REQUIRED ACTIONS |
1/ In the article on Jim Jordan's stimulus remarks, how many jobs did the U.S. economy produce in April?
2/ Write out the passage from the article on Jim Jordan's stimulus remarks, starting with "The U.S. economy" and going on through "the reason why.".

SELECTED EXCERPT |
......

Republican Ohio Rep. Jim Jordan said Friday that President Joe Biden’s multi-trillion dollar stimulus packages that pay workers to stay at home are the reason for so many unfilled jobs in America.
“Seven million jobs open and last month only 260 some thousand filled,” Jordan told “Fox & Friends.”
The U.S. economy produced just 266,000 jobs in April and is 8.2 million workers short of pre-lockdown levels, according to data released March 7 by the Department of Labor. (RELATED: ‘This Isn’t Monopoly Money’: Ron Johnson Calls Out Unnecessary Spending In Biden’s Trillion-Dollar Packages)
Jordan says he knows the reason why.
“Doesn’t take a genius to figure this out. If you pay people not to work you shouldn’t be surprised when you can’t find workers,” he continued.
The congressman says those employers are willing to hire anyone but there are few takers.

......

RECORDS SHOWN |
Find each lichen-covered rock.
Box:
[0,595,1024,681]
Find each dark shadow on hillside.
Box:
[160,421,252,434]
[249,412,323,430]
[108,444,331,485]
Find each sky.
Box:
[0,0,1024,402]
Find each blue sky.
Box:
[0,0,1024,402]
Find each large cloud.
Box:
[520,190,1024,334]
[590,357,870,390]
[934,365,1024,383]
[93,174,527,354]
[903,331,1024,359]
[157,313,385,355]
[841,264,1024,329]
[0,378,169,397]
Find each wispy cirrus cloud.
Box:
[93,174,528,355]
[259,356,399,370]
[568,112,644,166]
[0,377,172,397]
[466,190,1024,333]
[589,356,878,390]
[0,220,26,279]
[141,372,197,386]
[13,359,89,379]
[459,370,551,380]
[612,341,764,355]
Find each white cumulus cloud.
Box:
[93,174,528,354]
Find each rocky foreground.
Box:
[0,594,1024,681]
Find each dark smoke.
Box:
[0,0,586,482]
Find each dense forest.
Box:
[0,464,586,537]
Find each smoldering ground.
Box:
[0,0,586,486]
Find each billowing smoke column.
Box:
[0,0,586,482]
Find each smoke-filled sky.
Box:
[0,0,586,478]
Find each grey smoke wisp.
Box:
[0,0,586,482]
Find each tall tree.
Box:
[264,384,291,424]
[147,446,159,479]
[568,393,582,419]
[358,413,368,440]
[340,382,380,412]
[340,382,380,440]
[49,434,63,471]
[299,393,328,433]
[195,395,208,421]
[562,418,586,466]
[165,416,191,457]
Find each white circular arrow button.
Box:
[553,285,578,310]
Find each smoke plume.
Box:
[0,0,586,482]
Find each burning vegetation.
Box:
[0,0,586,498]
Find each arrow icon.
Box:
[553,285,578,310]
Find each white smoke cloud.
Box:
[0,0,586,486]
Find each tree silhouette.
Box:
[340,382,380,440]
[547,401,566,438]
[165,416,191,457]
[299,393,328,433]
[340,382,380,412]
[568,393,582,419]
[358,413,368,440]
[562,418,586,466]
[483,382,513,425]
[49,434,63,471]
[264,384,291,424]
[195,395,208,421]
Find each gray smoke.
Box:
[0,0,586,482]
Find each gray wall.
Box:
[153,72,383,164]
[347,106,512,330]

......

FINAL RESULTS |
1/ 266,000 jobs.

2/
The U.S. economy produced just 266,000 jobs in April and is 8.2 million workers short of pre-lockdown levels, according to data released March 7 by the Department of Labor. (RELATED: ‘This Isn’t Monopoly Money’: Ron Johnson Calls Out Unnecessary Spending In Biden’s Trillion-Dollar Packages)
Jordan says he knows the reason why.